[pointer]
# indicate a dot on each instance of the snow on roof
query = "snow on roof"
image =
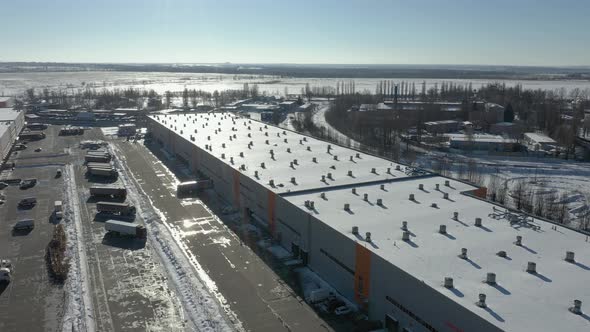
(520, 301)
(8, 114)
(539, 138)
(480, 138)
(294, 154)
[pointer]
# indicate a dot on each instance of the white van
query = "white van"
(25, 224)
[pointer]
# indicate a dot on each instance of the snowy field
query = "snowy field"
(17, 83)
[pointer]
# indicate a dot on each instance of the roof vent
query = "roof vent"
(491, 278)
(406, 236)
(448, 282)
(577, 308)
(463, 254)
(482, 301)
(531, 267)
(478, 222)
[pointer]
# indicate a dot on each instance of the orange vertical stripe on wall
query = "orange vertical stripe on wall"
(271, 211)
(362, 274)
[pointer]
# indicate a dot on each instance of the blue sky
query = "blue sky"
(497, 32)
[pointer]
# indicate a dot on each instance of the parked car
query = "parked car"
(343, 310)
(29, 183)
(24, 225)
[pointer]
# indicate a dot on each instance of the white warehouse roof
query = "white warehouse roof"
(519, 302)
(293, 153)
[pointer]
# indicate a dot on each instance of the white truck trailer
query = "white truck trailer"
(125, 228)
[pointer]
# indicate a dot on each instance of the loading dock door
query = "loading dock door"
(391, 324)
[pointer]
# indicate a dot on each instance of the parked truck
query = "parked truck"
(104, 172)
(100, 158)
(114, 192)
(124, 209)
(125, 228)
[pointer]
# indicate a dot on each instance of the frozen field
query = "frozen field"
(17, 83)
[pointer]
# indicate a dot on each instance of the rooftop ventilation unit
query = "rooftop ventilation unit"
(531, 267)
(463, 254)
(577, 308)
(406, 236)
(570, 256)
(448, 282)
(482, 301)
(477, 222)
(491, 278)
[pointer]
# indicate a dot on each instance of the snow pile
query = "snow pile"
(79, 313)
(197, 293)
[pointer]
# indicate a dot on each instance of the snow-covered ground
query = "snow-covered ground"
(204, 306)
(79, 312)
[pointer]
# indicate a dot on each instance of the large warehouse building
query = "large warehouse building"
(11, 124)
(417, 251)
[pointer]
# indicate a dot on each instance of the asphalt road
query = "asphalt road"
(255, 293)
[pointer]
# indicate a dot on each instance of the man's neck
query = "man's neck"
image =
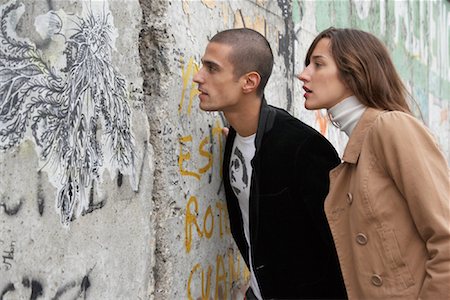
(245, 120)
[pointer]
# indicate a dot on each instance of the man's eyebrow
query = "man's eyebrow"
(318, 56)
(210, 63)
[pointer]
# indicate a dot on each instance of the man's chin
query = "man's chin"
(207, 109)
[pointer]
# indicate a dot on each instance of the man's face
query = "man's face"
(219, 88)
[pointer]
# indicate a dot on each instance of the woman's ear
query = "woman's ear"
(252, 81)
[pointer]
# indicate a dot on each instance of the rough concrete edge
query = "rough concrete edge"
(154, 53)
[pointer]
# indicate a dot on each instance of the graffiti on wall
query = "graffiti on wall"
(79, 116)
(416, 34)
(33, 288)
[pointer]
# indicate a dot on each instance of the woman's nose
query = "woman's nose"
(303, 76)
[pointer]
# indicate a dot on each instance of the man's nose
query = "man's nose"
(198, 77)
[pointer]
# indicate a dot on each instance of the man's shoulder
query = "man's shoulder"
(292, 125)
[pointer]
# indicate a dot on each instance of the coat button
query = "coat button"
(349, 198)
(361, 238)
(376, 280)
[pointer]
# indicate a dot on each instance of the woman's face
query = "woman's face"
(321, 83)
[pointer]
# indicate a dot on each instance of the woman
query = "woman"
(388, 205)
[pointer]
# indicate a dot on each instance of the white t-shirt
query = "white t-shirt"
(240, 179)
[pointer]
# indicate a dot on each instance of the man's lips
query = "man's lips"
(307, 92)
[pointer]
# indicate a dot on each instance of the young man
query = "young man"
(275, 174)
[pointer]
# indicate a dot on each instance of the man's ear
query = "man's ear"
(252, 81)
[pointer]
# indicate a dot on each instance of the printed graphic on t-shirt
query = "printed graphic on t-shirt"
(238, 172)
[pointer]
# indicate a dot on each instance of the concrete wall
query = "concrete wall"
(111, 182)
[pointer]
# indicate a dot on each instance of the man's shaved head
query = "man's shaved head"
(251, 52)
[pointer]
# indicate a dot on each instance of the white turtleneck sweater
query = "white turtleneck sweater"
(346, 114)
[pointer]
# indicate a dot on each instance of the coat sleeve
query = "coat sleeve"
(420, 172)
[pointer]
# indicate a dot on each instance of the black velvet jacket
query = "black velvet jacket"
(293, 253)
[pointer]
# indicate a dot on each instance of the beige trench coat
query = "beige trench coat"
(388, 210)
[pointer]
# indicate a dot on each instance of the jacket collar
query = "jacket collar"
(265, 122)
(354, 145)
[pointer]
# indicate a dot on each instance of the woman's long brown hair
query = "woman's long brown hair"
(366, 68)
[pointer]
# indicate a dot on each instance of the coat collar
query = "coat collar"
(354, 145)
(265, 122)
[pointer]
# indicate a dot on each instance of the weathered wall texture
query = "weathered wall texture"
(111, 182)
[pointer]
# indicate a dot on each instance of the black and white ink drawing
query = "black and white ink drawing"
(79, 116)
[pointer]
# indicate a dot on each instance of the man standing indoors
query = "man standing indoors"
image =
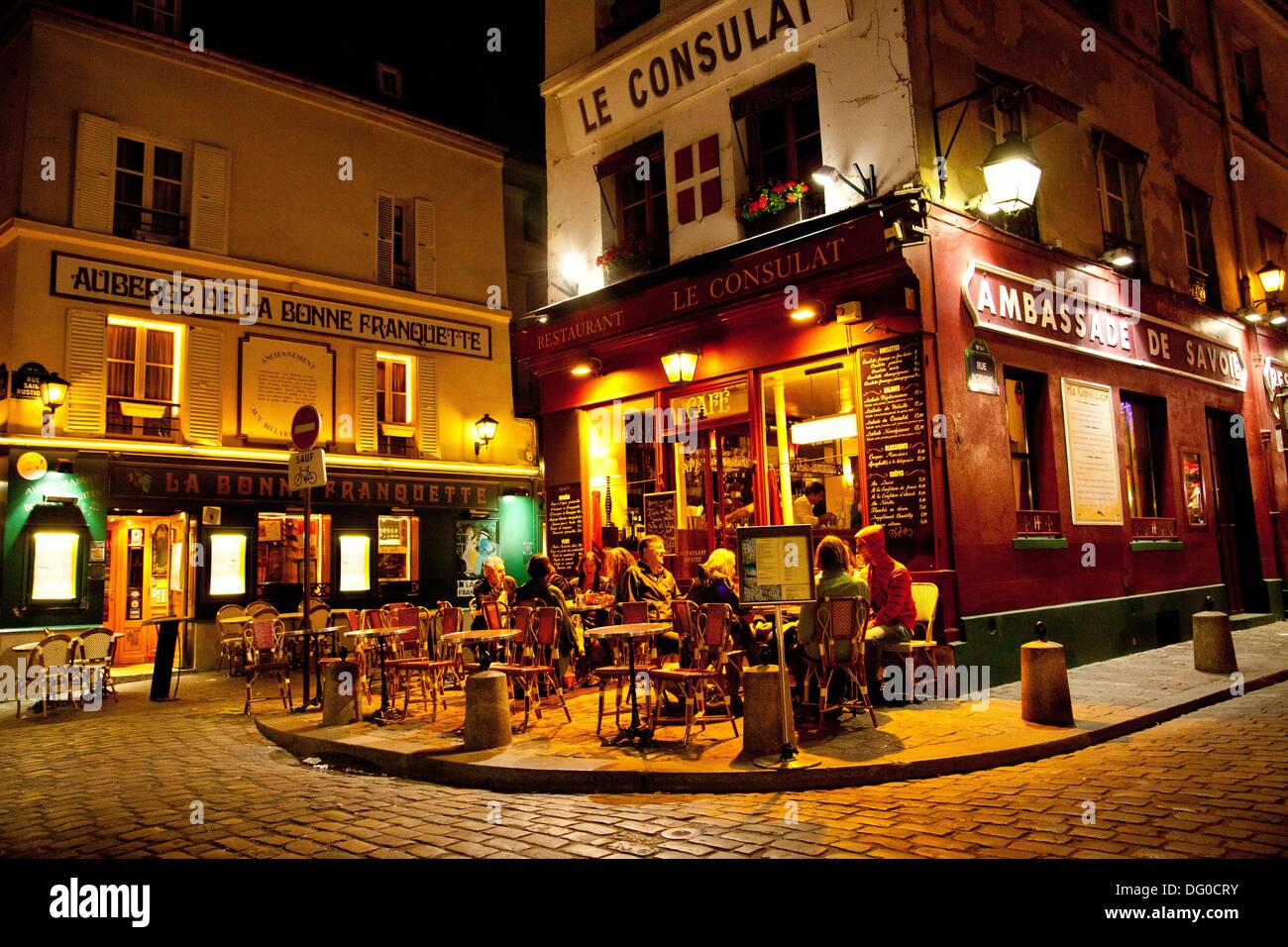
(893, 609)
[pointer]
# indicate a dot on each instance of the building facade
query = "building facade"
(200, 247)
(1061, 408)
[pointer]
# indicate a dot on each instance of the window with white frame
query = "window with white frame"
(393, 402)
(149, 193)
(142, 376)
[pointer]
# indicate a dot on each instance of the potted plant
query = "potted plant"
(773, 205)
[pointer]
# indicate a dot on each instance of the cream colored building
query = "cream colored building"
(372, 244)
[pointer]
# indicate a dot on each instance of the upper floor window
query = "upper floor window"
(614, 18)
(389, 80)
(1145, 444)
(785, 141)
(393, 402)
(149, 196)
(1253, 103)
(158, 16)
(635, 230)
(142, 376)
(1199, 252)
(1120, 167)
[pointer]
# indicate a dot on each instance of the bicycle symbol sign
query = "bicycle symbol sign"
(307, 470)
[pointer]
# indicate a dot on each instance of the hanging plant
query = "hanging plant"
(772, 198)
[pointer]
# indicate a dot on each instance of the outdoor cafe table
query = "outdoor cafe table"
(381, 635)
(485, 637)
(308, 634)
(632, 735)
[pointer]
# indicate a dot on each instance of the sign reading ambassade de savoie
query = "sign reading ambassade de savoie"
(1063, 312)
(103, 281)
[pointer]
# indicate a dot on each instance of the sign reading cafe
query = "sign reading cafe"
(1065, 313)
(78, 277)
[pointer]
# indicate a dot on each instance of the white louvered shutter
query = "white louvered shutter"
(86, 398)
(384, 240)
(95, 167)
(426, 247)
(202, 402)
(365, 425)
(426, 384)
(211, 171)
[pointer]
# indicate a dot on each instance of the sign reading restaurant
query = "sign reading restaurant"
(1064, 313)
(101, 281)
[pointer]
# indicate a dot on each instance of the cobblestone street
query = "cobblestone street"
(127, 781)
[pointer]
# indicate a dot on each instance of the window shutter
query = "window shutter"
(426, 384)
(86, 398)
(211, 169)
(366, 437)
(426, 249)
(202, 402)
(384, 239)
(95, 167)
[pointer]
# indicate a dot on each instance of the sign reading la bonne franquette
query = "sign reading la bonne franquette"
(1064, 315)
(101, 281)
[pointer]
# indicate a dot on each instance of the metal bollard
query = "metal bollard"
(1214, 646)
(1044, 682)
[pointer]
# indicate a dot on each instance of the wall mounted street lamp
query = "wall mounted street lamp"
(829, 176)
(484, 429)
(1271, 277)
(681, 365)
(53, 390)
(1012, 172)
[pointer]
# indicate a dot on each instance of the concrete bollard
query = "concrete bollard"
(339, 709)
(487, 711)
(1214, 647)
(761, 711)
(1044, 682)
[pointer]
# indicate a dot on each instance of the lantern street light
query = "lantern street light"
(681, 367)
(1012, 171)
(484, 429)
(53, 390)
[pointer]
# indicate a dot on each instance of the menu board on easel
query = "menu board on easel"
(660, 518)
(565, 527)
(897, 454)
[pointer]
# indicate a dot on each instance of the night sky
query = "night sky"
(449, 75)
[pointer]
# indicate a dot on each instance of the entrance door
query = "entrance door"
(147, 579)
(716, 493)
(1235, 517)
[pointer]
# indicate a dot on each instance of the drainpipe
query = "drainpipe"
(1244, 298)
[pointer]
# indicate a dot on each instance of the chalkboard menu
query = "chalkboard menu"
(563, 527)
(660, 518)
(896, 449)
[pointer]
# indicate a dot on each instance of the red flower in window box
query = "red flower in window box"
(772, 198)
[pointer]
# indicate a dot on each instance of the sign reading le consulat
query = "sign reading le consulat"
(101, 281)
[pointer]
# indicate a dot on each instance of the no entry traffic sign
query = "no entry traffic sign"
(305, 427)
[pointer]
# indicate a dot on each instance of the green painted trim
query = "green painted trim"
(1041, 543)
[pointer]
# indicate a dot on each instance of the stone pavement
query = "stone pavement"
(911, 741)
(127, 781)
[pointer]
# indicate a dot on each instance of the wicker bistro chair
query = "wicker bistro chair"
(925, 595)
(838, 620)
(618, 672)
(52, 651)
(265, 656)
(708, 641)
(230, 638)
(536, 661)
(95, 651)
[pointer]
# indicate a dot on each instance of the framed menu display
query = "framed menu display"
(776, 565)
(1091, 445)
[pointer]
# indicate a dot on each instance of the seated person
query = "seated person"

* [WHAT THE TASK ASKS] Count how many lines of the listing contain the string "sleeve". Give only the number.

* [RESPONSE] 2